** Excerpted text **
>> begin

RASSOR–pronounced “razer” and short for Regolith Advanced Surface Systems Operations Robot–checks in at 2.5 feet tall and looks a little bulkier than past generations of rovers. That’s by design, NASA says: The robot is built to work through the day, and to last for years doing it.

The job at hand: collecting resources. RASSOR will be tasked with digging up lunar soil and dumping it back into another machine on the moon’s surface. That second machine then separates water and ice from detritus to make breathable air or rocket fuel. Usually, a significant portion of a rocket’s mass is fuel. So if NASA can make fuel on-site with help from RASSOR, it’ll mean NASA can send a lot more cargo on the mission. The same process could work on Mars, too.

Not that it’s an easy job for RASSOR. Even speeding along at up to 20 meters centimeters per second–five times Curiosity’s top speed–and grabbing about 40 pounds of soil at a time, it’ll need to operate 16 hours a day for five years to harvest enough soil for the mission. (Poor guy.) RASSOR itself will weigh about 100 pounds.

One step closer to a fully sustainable lunar base? Maybe! Either way, RASSOR won’t be in action for a while. A RASSOR 2 is already being developed, but won’t start testing until early 2014.

>> end

** Tasks **
1. Answer these questions about the RASSOR text:
(a) How tall is RASSOR?
(b) What does the second machine make from the water and ice it separates out?
(c) When is RASSOR 2 set to start testing?
2. In the RASSOR text, write out the passage starting at "Not that it’s" and ending at "until early 2014.", swapping "16 hours" for "18 hours".
The data that comes after the RASSOR text has no connection to it.

** Given information **
>> begin

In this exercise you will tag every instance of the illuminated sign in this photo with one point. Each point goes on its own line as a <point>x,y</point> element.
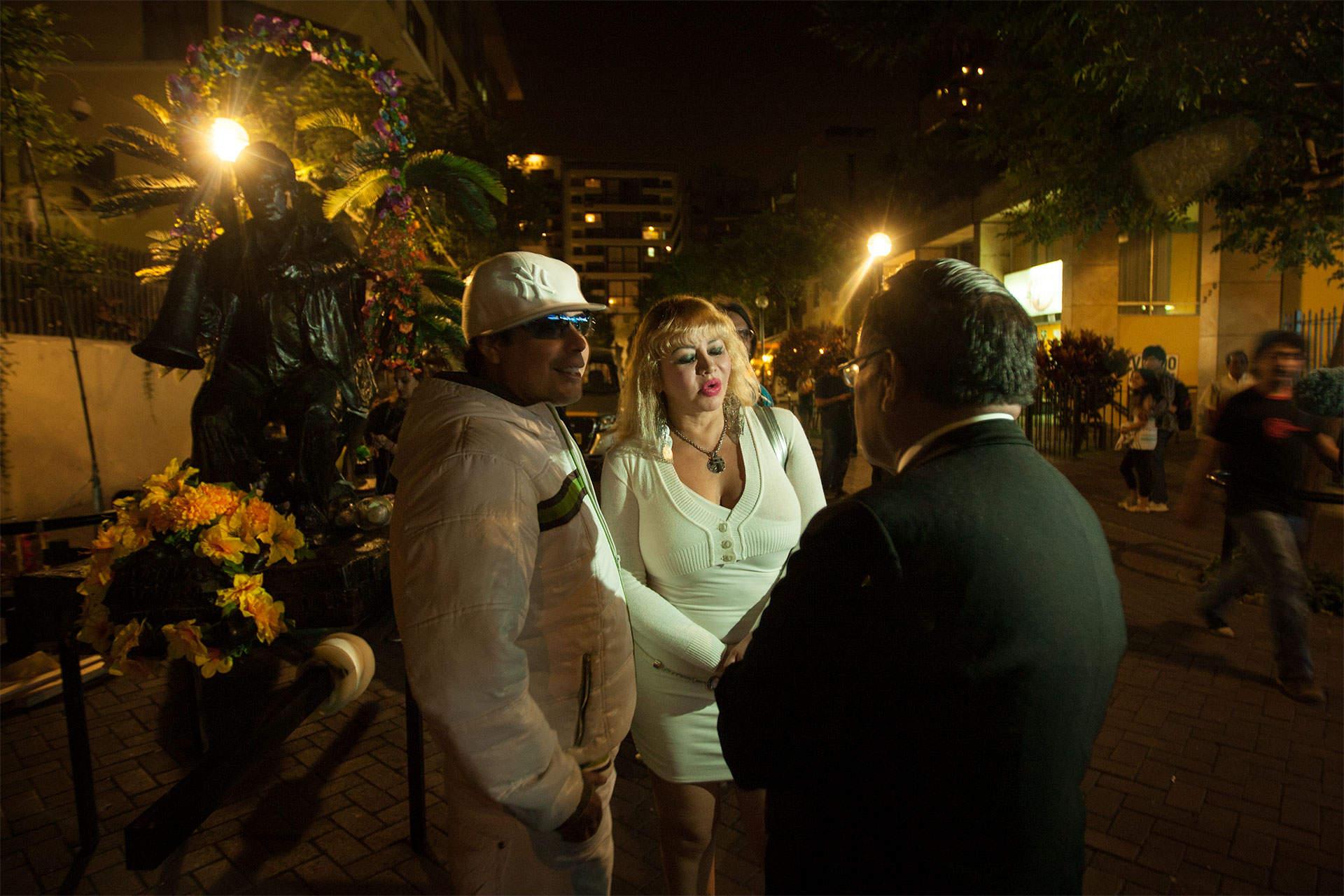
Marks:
<point>1040,289</point>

>> end

** Answers for this exercise **
1.
(a) 2.5 feet
(b) Breathable air or rocket fuel
(c) Early 2014

2.
Not that it’s an easy job for RASSOR. Even speeding along at up to 20 meters centimeters per second–five times Curiosity’s top speed–and grabbing about 40 pounds of soil at a time, it’ll need to operate 18 hours a day for five years to harvest enough soil for the mission. (Poor guy.) RASSOR itself will weigh about 100 pounds.

One step closer to a fully sustainable lunar base? Maybe! Either way, RASSOR won’t be in action for a while. A RASSOR 2 is already being developed, but won’t start testing until early 2014.